--- EXTRACT TO READ ---
################

Quick Links

Re: Use merge-based matching for MCVs in eqjoinsel

From:	David Geier <geidav(dot)pg(at)gmail(dot)com>
To:	pgsql-hackers(at)lists(dot)postgresql(dot)org, Ilia Evdokimov <ilya(dot)evdokimov(at)tantorlabs(dot)com>
Subject:	Re: Use merge-based matching for MCVs in eqjoinsel
Date:	2025-09-08 10:08:59
Message-ID:	5c684d71-f618-4f4b-bd1b-608c0ae3f6d7@gmail.com
Views:	Whole Thread \| Raw Message \| Download mbox \| Resend email
Thread:
Lists:	pgsql-hackers

Hi Ilia!

On 05.09.2025 16:03, David Geier wrote:
>>> I propose an optimization: when the column datatype supports
>>> ordering(i.e., has < and >), we can sort both MCV lists and apply
>>> mege-style algorithm to detect matches. This reduces runtime from
>>> O(N^2) to O(NlogN), where N is the number of MCV entries. The patch
>>> also applies the same optimization to semi-join clauses, which show
>>> similar performance behavior.

################

[Point annotation records]
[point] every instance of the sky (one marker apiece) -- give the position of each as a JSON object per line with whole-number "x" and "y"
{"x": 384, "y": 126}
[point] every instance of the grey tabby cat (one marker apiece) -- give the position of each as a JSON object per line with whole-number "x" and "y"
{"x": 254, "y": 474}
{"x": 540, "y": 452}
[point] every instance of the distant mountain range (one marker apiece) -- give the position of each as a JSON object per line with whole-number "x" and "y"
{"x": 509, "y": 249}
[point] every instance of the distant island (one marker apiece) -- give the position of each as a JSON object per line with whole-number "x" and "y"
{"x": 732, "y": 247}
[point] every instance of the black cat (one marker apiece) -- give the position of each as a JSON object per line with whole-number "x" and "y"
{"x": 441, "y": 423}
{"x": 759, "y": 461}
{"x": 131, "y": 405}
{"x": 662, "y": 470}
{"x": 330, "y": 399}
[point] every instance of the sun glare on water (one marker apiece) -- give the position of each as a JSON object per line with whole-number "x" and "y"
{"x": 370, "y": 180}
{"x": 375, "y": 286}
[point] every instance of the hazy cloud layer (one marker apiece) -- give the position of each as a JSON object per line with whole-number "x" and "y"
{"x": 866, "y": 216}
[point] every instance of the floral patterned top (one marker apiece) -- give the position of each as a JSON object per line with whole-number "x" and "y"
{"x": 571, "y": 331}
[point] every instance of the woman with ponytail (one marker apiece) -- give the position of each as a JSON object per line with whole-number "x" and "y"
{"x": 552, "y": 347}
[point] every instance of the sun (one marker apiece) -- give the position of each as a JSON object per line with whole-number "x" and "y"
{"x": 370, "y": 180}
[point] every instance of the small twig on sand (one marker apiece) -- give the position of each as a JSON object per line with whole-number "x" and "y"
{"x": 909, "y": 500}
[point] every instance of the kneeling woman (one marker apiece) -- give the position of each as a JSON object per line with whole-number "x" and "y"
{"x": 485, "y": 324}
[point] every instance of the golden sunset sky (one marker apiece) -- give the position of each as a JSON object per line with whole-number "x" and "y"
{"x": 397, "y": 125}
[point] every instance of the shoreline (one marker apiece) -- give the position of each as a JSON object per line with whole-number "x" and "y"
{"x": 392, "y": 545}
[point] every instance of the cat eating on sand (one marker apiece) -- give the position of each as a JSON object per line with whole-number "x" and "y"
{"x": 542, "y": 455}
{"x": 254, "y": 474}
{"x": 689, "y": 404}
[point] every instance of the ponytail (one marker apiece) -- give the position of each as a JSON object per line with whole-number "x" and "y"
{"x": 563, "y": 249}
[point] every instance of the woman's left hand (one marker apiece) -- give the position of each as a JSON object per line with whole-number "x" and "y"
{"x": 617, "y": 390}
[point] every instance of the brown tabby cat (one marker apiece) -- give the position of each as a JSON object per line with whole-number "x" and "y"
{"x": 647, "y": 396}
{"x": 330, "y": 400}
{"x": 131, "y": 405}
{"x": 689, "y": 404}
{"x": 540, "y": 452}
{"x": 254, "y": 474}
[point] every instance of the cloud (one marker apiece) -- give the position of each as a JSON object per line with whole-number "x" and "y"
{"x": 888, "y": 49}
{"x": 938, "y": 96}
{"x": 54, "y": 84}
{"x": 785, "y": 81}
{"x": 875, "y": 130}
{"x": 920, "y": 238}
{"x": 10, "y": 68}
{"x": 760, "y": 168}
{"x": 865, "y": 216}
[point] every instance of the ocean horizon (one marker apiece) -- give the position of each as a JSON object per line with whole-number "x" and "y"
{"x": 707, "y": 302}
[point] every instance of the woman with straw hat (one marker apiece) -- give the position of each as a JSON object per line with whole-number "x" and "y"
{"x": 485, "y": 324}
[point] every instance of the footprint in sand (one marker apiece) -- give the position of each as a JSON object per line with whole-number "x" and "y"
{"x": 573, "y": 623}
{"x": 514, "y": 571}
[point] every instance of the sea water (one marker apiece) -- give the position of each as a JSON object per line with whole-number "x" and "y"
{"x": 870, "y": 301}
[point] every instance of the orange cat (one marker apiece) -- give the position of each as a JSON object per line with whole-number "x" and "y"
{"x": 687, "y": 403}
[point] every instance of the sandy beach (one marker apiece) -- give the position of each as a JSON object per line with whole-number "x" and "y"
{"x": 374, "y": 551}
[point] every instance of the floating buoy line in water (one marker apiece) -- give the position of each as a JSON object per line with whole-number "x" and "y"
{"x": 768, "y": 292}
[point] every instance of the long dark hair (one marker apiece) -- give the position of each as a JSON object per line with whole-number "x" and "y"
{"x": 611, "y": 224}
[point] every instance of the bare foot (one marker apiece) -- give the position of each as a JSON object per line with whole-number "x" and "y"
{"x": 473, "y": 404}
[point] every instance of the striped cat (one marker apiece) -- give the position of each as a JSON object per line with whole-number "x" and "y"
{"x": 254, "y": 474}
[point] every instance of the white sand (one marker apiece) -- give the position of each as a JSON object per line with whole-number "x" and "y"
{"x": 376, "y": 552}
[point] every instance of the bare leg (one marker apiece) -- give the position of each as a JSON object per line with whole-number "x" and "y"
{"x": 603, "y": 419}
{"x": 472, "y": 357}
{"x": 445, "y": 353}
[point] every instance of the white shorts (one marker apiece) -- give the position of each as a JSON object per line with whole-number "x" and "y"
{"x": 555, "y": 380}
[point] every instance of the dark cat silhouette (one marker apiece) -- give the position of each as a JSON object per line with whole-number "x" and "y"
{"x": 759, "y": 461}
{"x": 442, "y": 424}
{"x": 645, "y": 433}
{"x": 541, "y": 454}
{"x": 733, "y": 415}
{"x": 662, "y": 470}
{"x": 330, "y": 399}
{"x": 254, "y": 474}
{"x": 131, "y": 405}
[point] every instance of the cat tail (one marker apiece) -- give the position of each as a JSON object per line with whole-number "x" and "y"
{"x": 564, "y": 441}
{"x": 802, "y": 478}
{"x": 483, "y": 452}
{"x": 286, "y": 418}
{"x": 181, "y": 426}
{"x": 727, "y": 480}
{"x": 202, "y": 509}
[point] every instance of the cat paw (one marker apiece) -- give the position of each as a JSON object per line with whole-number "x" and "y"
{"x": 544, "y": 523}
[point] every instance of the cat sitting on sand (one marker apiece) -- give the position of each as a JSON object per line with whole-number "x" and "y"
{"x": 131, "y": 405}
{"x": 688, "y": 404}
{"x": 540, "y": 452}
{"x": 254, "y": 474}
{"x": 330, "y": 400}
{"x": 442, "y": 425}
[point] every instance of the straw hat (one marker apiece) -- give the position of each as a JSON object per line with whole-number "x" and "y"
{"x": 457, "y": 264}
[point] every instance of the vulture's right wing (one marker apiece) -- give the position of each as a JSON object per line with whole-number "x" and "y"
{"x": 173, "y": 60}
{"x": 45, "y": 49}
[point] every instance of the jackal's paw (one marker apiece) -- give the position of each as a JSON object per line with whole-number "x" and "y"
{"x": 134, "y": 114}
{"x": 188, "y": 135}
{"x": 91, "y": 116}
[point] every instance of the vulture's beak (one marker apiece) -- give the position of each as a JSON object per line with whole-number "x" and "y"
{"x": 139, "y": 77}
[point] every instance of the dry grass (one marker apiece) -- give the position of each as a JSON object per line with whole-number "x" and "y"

################

--- SET EXERCISE ---
In the thread excerpt, what does N stand for in the runtime figures?

--- FINISHED EXERCISE ---
N is the number of MCV entries.